### GIVEN REQUEST:
Could you repeat the records below exactly, leaving out any pictures?

:: RECORDED DATA

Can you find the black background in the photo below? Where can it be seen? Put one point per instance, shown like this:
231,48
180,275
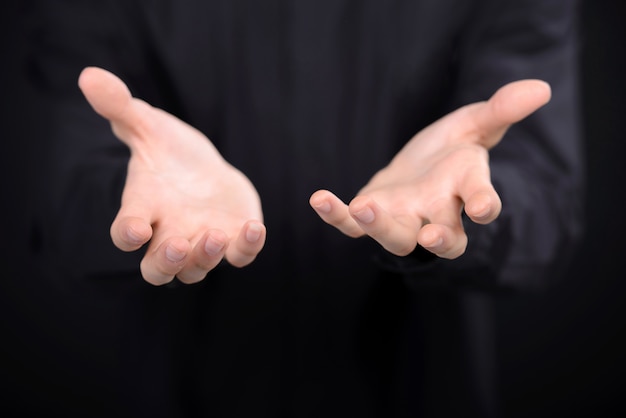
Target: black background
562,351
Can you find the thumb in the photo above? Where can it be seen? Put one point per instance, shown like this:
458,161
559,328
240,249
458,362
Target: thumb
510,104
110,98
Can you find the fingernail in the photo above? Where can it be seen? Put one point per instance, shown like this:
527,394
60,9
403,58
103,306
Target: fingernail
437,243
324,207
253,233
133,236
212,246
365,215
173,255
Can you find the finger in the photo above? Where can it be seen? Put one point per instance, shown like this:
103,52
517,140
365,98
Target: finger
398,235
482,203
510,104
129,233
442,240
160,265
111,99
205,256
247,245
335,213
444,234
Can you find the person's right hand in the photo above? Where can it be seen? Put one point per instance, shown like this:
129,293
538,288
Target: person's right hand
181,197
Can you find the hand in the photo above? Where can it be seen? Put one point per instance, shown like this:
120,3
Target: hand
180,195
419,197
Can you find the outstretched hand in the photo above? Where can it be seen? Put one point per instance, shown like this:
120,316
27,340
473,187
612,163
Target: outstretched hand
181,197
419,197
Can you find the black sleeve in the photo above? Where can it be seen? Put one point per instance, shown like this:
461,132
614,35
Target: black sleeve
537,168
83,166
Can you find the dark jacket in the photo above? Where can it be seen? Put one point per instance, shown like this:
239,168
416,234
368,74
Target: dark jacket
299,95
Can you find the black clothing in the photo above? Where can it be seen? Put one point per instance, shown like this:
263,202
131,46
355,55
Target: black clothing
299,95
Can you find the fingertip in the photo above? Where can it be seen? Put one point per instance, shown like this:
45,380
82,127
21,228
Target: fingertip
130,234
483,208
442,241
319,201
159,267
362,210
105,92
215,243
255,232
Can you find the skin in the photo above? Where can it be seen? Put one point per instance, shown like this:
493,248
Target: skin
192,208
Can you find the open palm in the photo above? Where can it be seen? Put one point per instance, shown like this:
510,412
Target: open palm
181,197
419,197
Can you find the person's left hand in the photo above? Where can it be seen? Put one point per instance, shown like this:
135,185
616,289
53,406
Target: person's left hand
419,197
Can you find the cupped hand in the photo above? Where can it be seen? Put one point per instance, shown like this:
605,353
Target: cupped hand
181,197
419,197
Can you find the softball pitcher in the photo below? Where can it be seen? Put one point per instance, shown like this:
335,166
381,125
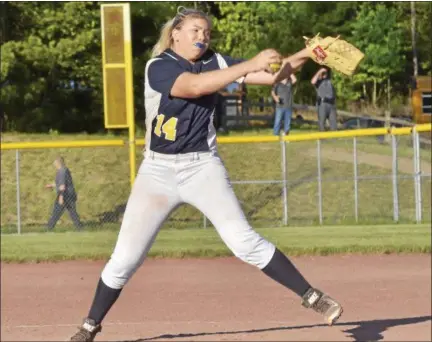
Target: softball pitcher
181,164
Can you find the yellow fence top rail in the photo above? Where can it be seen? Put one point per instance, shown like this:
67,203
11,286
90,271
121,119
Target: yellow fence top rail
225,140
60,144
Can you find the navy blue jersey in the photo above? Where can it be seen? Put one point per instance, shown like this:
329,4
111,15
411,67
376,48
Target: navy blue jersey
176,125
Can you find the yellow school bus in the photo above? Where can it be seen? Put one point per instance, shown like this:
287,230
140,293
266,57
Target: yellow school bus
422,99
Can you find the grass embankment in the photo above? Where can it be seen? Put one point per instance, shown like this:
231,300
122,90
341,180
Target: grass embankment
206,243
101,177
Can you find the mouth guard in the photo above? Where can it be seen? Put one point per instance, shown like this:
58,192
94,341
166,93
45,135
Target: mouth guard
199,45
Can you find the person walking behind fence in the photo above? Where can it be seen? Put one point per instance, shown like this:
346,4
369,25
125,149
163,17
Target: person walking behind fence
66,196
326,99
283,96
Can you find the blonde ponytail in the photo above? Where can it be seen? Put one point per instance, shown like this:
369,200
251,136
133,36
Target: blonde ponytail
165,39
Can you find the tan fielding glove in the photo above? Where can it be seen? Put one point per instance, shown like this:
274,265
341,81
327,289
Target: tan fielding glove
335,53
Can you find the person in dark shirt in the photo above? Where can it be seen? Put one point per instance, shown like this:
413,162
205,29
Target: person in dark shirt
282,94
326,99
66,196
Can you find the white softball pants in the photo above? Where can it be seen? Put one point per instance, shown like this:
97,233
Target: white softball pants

::::

### THE RESPONSE:
Can you find the black background in the photo below? Where can it be seen? Put one point per instance, shown like this:
231,48
180,275
Target: black background
562,351
Can you find the thumb in the photo above? Where can it be seen? Put one point per instance, shown like this:
458,161
559,328
240,249
458,362
Target: thumb
510,104
110,98
Can you find the fingernail in the photo above? Where can it be seen? Put one point per instance, shown like this:
527,394
60,9
403,58
103,306
Target: fingernail
437,243
324,207
253,233
133,236
212,246
365,215
173,255
Can you find the finger in the photo above? Where can it be seen? Put one point per instance, shown like this:
103,52
517,140
365,98
Target: finger
398,235
482,203
510,104
129,233
442,240
160,265
111,99
205,256
247,245
335,213
444,234
Can you find the person's right hand in the photo above? Where can it be seen? Put one point per instance, shown like this:
129,293
538,288
Target: person's right hand
181,197
Can you find the hand in the photo above? Where can it be seen? Put one point per instance, shown like this:
120,3
Target: hand
180,195
419,197
Can you find the outstretched hand in the photo above? Where can it be seen? Put one point per instance, shown like this:
120,316
27,340
473,187
612,163
Target: outstretched hand
181,197
419,197
Can you find the black sleeve in the photo above? Where can it be seen? Put one point per instance, shown like this:
461,132
614,35
Target: black sleeve
537,168
83,166
Can you find the dark jacket in the photo above? Where can it be seen? Put one point per instance, shown like this:
239,168
416,234
368,74
Target: dark jacket
299,95
Can you find the black clothing in the photo above? Where can it be seen? Put one point per instance, shown like this:
263,202
131,46
355,55
Target: black clothing
299,95
Can you find the fingertip in the photo above? Where can it be seen? Put one point per instance, shown like this:
45,380
82,127
21,228
Target: fingertip
130,234
483,208
442,241
319,201
159,267
362,210
105,92
215,243
255,232
Can you find the skin in the photo above? Where can it be seen? Put one point per instance, shown like this:
493,248
Target: skin
192,208
Can you find the open palm in the photo above? Where can it be seen? Put one point per instance, shown like this:
510,412
Target: open palm
181,197
419,197
Can you find the person's left hand in the photo above? Where can it be seen? Put one point per instance, shown like this:
135,185
616,289
53,406
Target: person's left hand
419,197
Can you find the cupped hand in the photo above? Where can it be seen? Put one point per instance, shown like this:
605,353
Target: cupped hand
181,197
419,197
Can you find the softball pitcher in the photo below? Where can it be seen? Put one point per instance, shown like this:
335,166
381,125
Target: softball pitcher
181,164
Can you find the yellow fence top rail in the photo above? Where can it be seen? Put one point per instance, shown like this:
67,203
11,286
90,271
121,119
Target: yellow fence top rail
225,140
60,144
Can you find the navy blue jersey in the photo above? Where can it be seen? Put one point per instance, shown like this:
329,4
111,15
411,67
376,48
Target: navy blue jersey
176,125
Can you find the yellow school bus in the photo above? Where can it be seen? Put one point per instance, shown like this:
287,230
140,293
266,57
Target: yellow school bus
422,99
Can you find the grass embankment in the photo above? Where can it be seen? Put one point per instance, shown like this:
231,300
122,90
341,180
Target: grass embankment
206,243
101,177
Can you find the mouth guard in the photo above? Where can it be seen? Put one point per instance, shown like this:
58,192
94,341
166,93
45,135
Target: mouth guard
199,45
Can you find the person walking behind fence in the photo above? Where can it be seen? Put one point per instance, shown like this:
346,4
369,25
125,149
163,17
Target: person walking behind fence
66,196
326,99
283,96
Can you find the blonde ponytail in the photo above? Where can it be seen? Put one point per instance, shown like this:
369,200
251,136
133,36
Target: blonde ponytail
165,39
Can you find the tan fielding glove in the photo above? Where can it be seen? Put one point per instance, shown like this:
274,265
341,81
327,289
Target: tan fielding glove
335,53
Can you find the person in dark shirt in the photo above? Where can it be seen? Put one point per instance, shown like this:
413,162
205,29
Target: person in dark shirt
282,94
326,99
66,196
Can you find the white softball pants in the photo above? Where can it be seen? Put one point per instance, shown like this:
97,233
Target: white softball pants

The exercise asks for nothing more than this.